DIRECTION A: In the listing, update everything from the line containing "# point at: the front headlight" down to the end of the listing by replacing "windshield" with "windscreen" and leaving all else the same. Return only those lines.

Netflix Movies & TV Shows - Recommendation System

A comprehensive data analysis and content-based recommendation system for Netflix Movies and TV Shows using Python. This project performs extensive Exploratory Data Analysis (EDA) and builds an intelligent recommendation engine using machine learning techniques.

Overview
Features
Dataset
Installation
Usage
Project Structure
Technologies Used
Key Findings
Recommendation System
Results
Future Improvements
Contributing
License
Contact

Overview

This project analyzes Netflix's content library to uncover insights about viewing patterns, content distribution, and trends. It includes a sophisticated content-based recommendation system that suggests similar movies and TV shows based on various features like genres, cast, director, and descriptions.

What Makes This Project Special?

RECORDED DATA:
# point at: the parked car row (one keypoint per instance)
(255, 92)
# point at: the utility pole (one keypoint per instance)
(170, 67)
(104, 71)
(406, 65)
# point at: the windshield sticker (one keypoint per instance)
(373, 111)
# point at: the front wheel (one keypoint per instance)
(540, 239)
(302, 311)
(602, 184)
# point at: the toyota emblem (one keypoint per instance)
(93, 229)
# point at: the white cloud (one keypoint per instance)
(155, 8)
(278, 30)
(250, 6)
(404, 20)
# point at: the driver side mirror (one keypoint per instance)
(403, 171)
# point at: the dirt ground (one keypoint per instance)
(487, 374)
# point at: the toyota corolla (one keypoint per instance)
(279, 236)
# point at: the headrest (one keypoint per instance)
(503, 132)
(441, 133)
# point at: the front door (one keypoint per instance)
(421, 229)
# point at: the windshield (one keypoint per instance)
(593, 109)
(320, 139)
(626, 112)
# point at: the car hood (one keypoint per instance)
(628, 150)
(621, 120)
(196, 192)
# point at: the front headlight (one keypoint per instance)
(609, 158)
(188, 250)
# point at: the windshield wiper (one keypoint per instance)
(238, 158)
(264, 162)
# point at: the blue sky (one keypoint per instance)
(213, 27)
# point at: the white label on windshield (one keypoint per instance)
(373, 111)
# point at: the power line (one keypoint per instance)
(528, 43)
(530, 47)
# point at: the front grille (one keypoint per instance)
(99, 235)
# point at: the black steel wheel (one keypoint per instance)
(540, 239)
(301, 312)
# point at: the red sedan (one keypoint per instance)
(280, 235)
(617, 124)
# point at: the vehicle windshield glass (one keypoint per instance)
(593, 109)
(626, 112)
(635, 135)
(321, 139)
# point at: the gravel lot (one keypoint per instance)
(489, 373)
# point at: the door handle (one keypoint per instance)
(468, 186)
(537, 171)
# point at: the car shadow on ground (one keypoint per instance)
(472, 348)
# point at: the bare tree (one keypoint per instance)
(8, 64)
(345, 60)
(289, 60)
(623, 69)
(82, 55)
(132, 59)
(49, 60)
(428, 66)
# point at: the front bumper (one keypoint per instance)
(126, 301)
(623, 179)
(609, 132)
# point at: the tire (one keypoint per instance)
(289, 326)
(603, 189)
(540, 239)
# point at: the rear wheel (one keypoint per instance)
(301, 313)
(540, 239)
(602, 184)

DIRECTION B: Set down everything in the Netflix recommendation project overview from "This project analyzes" down to "This Project Special?", word for word.

COMPLETE RESPONSE A:
# point at: the front headlight (one keypoint per instance)
(609, 158)
(188, 250)
# point at: the windscreen wiper (one keypoint per instance)
(238, 158)
(264, 162)
# point at: the blue sky (one keypoint per instance)
(213, 27)
# point at: the white label on windscreen (one keypoint per instance)
(373, 111)
# point at: the power line (one keypoint per instance)
(528, 43)
(530, 47)
# point at: the front grille (one keypoint per instance)
(99, 235)
# point at: the black steel wheel (one keypoint per instance)
(540, 239)
(301, 312)
# point at: the red sedan (one keypoint per instance)
(280, 235)
(617, 124)
# point at: the vehicle windscreen glass (one keypoint per instance)
(593, 109)
(626, 112)
(635, 135)
(321, 139)
# point at: the gravel lot (one keypoint per instance)
(489, 373)
# point at: the door handle (one keypoint per instance)
(468, 186)
(537, 171)
# point at: the car shadow on ground (one keypoint per instance)
(472, 348)
# point at: the bare tree (one keypoint per instance)
(8, 64)
(345, 60)
(289, 60)
(623, 69)
(82, 55)
(132, 59)
(49, 60)
(428, 66)
# point at: the front bumper (one keypoint per instance)
(126, 301)
(623, 179)
(609, 132)
# point at: the tire (one keypoint per instance)
(289, 326)
(603, 189)
(540, 239)
# point at: the rear wheel (one keypoint per instance)
(301, 313)
(540, 239)
(602, 184)

COMPLETE RESPONSE B:
This project analyzes Netflix's content library to uncover insights about viewing patterns, content distribution, and trends. It includes a sophisticated content-based recommendation system that suggests similar movies and TV shows based on various features like genres, cast, director, and descriptions.

What Makes This Project Special?